▶ **EXERCISE 1**:
According to the EUV lithography passage, why are the beam guiding spaces in the beam shaping system, the illumination system and the projection system evacuated? Answer in one to three sentences.
PROVIDED PASSAGE Block Start
Unless otherwise indicated, references which are the same in the figures denote elements which are the same or functionally equivalent. Furthermore, it should be noted that the representations in the figures are not necessarily true to scale. Fig. 1 shows a schematic view of an EUV lithography system 100, which comprises a beam shaping system 102, and illumination system 104 and a projection system 106. The beam shaping system 102, the illumination system 104 and the projection system 106 are respectively provided in a vacuum housing, which is evacuated with the aid of an evacuation apparatus (not represented in detail). The vacuum housings are enclosed by a machine space (not represented in detail) in which the drive apparatuses for the mechanical movement or adjustment of the optical elements are provided. Electrical controls and the like may furthermore be provided in the machine space.

The beam shaping system 102 has an EUV light source 108, a collimator 110 and a monochromator 112. For example, a plasma source or a synchrotron, which emits radiation in the EUV range (extreme ultraviolet range), i.e. in the wavelength range of from 5 nm to 20 nm, may be provided as the EUV light source 108. The radiation emitted by the EUV light source 108 is first collimated by the collimator 110, whereupon the desired operating wavelength is filtered out by the monochromator 112. The beam shaping system 102 therefore adapts the wavelength and the spatial distribution of the light emitted by the EUV light source 108. The EUV radiation 114 generated by the EUV light source 108 has a relatively low transmissivity through air, for which reason the beam guiding spaces in the beam shaping system 102, in the illumination system 104 and in the projection system, or projection lens 106 are evacuated.
PROVIDED PASSAGE Block End
TASK INPUT Block Start
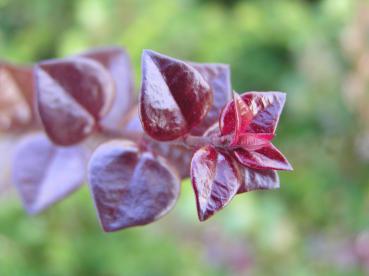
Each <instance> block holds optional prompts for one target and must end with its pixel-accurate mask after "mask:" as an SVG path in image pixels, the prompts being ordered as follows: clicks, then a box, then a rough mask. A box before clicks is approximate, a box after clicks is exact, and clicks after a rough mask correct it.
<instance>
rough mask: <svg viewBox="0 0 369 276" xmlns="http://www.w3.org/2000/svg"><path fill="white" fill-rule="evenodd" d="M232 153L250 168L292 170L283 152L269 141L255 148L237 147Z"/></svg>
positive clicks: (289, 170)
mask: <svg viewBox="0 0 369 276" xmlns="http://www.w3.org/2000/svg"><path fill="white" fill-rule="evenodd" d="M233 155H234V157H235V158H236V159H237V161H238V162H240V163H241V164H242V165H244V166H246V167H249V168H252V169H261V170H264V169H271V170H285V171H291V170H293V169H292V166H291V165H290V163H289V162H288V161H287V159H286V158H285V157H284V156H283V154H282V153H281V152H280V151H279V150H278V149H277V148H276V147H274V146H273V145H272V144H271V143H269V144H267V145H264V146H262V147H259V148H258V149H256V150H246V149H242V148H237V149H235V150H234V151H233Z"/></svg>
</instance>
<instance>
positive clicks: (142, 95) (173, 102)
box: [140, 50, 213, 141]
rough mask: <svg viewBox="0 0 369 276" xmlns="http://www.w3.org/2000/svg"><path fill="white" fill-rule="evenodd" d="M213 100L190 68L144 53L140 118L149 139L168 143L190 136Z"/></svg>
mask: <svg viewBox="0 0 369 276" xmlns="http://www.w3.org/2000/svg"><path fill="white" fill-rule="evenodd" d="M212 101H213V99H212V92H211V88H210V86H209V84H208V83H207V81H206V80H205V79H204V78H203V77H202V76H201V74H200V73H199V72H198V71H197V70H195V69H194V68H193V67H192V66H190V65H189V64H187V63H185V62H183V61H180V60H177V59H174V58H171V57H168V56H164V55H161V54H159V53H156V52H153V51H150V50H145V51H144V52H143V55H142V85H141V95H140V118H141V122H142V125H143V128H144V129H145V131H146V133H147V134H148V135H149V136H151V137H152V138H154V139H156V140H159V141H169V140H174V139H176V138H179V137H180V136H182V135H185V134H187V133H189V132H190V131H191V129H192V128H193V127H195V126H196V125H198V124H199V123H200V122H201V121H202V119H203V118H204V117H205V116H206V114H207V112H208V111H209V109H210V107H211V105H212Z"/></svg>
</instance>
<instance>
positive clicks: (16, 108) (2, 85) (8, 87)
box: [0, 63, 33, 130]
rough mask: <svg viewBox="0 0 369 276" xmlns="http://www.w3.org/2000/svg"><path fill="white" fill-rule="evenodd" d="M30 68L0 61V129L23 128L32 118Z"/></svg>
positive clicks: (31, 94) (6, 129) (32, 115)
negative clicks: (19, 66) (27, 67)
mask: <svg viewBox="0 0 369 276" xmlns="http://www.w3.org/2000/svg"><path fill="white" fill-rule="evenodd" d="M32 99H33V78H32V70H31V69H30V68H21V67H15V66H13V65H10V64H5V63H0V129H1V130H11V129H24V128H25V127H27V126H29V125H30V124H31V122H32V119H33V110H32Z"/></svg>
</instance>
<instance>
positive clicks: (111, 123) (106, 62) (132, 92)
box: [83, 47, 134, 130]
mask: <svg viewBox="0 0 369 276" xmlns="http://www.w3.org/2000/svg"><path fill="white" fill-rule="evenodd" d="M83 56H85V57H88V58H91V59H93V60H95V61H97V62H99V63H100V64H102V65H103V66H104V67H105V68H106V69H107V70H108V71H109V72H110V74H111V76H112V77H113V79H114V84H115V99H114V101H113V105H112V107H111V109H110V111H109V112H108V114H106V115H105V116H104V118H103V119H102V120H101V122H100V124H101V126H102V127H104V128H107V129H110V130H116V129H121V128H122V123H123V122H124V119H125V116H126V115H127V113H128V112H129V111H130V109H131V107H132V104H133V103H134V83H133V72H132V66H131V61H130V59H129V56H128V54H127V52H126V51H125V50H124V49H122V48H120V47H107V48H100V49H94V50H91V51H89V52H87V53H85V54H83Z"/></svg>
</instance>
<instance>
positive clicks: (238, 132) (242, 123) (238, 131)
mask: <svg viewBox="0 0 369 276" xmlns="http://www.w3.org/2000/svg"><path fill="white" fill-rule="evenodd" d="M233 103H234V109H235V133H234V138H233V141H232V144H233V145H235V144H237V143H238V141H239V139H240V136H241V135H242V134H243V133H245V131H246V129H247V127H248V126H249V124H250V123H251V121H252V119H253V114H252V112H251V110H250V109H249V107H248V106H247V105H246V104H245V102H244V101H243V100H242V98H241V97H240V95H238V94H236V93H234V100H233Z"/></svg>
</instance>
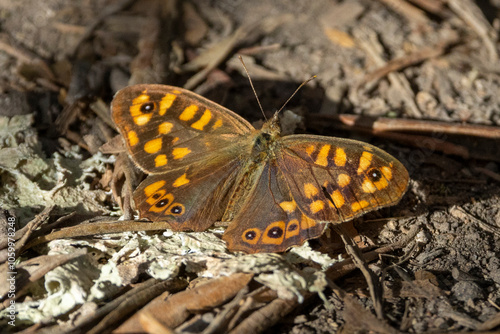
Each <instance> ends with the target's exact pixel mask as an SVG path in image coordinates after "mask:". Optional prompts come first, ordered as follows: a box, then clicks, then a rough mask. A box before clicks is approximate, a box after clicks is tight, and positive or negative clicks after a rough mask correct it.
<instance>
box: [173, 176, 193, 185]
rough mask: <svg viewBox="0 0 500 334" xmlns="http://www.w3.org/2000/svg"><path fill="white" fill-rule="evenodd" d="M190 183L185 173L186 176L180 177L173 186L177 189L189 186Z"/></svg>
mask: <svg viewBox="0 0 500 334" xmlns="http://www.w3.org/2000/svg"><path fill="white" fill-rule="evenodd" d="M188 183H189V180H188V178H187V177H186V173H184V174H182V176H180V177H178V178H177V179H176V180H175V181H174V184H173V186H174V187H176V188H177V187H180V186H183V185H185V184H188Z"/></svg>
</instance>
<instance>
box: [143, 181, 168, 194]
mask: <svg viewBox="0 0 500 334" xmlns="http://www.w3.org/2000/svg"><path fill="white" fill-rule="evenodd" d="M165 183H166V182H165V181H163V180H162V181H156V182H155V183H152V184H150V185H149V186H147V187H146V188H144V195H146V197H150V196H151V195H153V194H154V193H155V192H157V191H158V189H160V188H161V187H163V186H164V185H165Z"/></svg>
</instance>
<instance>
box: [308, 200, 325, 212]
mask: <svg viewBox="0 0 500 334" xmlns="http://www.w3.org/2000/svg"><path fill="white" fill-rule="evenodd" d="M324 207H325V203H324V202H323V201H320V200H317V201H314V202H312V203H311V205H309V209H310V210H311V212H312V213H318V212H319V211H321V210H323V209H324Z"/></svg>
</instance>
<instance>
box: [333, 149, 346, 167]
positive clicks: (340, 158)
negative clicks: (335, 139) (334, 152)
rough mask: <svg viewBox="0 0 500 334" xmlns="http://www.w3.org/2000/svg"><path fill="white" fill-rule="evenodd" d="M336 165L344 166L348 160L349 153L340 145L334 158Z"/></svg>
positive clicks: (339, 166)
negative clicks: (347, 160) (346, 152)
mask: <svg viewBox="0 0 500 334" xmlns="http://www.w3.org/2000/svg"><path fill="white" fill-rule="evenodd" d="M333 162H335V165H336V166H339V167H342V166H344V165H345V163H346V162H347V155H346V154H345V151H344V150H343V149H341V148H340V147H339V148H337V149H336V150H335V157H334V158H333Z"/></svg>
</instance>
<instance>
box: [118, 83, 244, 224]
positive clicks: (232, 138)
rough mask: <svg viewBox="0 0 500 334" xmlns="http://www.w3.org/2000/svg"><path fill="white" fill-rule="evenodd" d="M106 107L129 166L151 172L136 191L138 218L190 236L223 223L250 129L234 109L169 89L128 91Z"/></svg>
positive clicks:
TASK INPUT Block End
▶ **EXERCISE 2**:
In the entries, swap "rough mask" for "coarse mask" in the part that opens with the line containing "68L0 61V129L23 128L32" and closes with the line containing "positive clicks: (31, 94) (6, 129) (32, 115)", leaving everything else unchanged. Return only those lines.

▶ **ANSWER AREA 1**:
The beam guiding spaces are evacuated because the EUV radiation generated by the EUV light source has a relatively low transmissivity through air.

▶ **ANSWER AREA 2**:
coarse mask: <svg viewBox="0 0 369 276" xmlns="http://www.w3.org/2000/svg"><path fill="white" fill-rule="evenodd" d="M30 68L0 61V129L23 128L32 118Z"/></svg>
positive clicks: (31, 94) (6, 129) (32, 115)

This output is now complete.